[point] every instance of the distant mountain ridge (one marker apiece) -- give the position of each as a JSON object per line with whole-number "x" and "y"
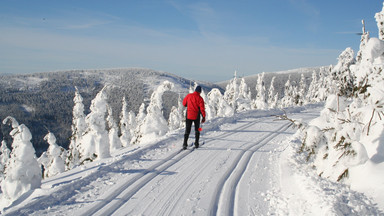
{"x": 44, "y": 101}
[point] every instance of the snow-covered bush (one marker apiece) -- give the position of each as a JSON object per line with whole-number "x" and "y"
{"x": 23, "y": 172}
{"x": 232, "y": 92}
{"x": 53, "y": 160}
{"x": 219, "y": 106}
{"x": 346, "y": 143}
{"x": 176, "y": 118}
{"x": 78, "y": 129}
{"x": 95, "y": 142}
{"x": 273, "y": 96}
{"x": 125, "y": 127}
{"x": 113, "y": 130}
{"x": 4, "y": 158}
{"x": 290, "y": 95}
{"x": 154, "y": 123}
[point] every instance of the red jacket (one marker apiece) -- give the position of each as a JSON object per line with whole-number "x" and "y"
{"x": 195, "y": 105}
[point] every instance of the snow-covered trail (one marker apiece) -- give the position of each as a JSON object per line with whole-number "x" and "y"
{"x": 204, "y": 181}
{"x": 243, "y": 168}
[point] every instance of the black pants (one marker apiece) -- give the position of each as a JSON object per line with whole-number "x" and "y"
{"x": 188, "y": 128}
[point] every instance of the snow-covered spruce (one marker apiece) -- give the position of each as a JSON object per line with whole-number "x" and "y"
{"x": 78, "y": 129}
{"x": 154, "y": 123}
{"x": 113, "y": 130}
{"x": 4, "y": 158}
{"x": 125, "y": 127}
{"x": 23, "y": 172}
{"x": 346, "y": 143}
{"x": 95, "y": 142}
{"x": 53, "y": 160}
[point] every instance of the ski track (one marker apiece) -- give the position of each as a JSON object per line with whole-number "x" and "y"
{"x": 121, "y": 195}
{"x": 234, "y": 172}
{"x": 227, "y": 189}
{"x": 172, "y": 195}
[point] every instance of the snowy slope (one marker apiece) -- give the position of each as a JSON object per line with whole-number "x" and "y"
{"x": 247, "y": 166}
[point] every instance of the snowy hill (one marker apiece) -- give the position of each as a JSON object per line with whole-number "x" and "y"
{"x": 246, "y": 166}
{"x": 44, "y": 101}
{"x": 281, "y": 78}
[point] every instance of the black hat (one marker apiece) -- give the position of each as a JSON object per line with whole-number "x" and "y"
{"x": 198, "y": 89}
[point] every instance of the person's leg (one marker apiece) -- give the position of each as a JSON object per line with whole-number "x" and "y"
{"x": 188, "y": 126}
{"x": 197, "y": 132}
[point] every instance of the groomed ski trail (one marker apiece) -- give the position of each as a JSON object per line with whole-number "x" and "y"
{"x": 168, "y": 185}
{"x": 244, "y": 168}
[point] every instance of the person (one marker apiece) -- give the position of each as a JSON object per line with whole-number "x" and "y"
{"x": 195, "y": 108}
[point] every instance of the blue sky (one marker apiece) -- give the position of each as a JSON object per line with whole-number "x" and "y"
{"x": 202, "y": 40}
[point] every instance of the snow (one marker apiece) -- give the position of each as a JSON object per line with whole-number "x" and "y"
{"x": 248, "y": 165}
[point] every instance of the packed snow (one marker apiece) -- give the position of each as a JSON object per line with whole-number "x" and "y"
{"x": 247, "y": 166}
{"x": 317, "y": 151}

+++

- _TASK_: Give the entries above again, exactly as written and free of images.

- _TASK RESPONSE_:
[point] every instance of the distant mountain ridge (one marker apiece) -- give the position of each as a JSON object per line with whole-number "x" and "y"
{"x": 44, "y": 101}
[point] every instance of the snow-covered bush (one marker apiece) -- give the position of each as a JSON object per line with whole-number "x" and "y"
{"x": 23, "y": 172}
{"x": 232, "y": 92}
{"x": 53, "y": 160}
{"x": 219, "y": 106}
{"x": 346, "y": 143}
{"x": 176, "y": 118}
{"x": 78, "y": 129}
{"x": 95, "y": 142}
{"x": 273, "y": 96}
{"x": 125, "y": 127}
{"x": 113, "y": 130}
{"x": 4, "y": 158}
{"x": 290, "y": 95}
{"x": 154, "y": 123}
[point] every instance of the red jacket (one marker apiece) -- give the position of each as a JSON object per line with whole-number "x" and "y"
{"x": 195, "y": 105}
[point] every instance of the snow-covered trail (one marker apiece) -- give the position of each as a JSON object per line with whole-number "x" and "y"
{"x": 204, "y": 181}
{"x": 243, "y": 168}
[point] every instance of the black pants (one marker apiece) -- give the position of each as a JSON object per line with whole-number "x" and "y"
{"x": 188, "y": 128}
[point] every instance of the snow-covered spruce (one marker apiece) -- give the position of each as a JSON object per line with whole-number "x" and "y"
{"x": 78, "y": 129}
{"x": 154, "y": 123}
{"x": 113, "y": 130}
{"x": 4, "y": 158}
{"x": 125, "y": 127}
{"x": 23, "y": 172}
{"x": 346, "y": 143}
{"x": 95, "y": 142}
{"x": 53, "y": 160}
[point] every instance of the ski track (one marker apiece) -- give the position of each as a JSON object per line with whole-number "x" and "y"
{"x": 121, "y": 195}
{"x": 234, "y": 172}
{"x": 227, "y": 189}
{"x": 172, "y": 195}
[point] every instance of the snowy slope (one marker apiece) -- give the position of each as a JSON object per line with whole-number "x" and "y"
{"x": 247, "y": 166}
[point] every instance of the snowy hill (one marker apiece) -- give the position of each as a JSON object per line with whole-number "x" and "y"
{"x": 246, "y": 166}
{"x": 44, "y": 101}
{"x": 281, "y": 78}
[point] every instance of the black hat (one marker apiece) -- give the position of each as a JSON object per line with whole-number "x" and "y"
{"x": 198, "y": 89}
[point] every instance of the person's leg (one marker apiece) -- give the position of each as a JSON object per line with whole-number "x" and "y"
{"x": 188, "y": 126}
{"x": 197, "y": 132}
[point] every instance of the groomed ski trail (one marker apiece) -- give the position of each as a JSON object per line with whole-number "x" and "y"
{"x": 168, "y": 185}
{"x": 244, "y": 168}
[point] every instance of the person (one marker apiece) -- give the position of each as a JSON object per line with whole-number "x" and "y"
{"x": 195, "y": 108}
[point] every instance of the blue sky (one marker apiece) -- give the position of each as a JSON object per line with whole-number "x" and "y"
{"x": 202, "y": 40}
[point] every instance of the snow (one marker apiece) -- give the position of each as a JSON object per line with whole-number "x" and "y"
{"x": 248, "y": 165}
[point] every instance of the packed snow (one marker apiece) -- give the position of each as a JSON object per line with whole-number "x" and "y"
{"x": 247, "y": 166}
{"x": 317, "y": 151}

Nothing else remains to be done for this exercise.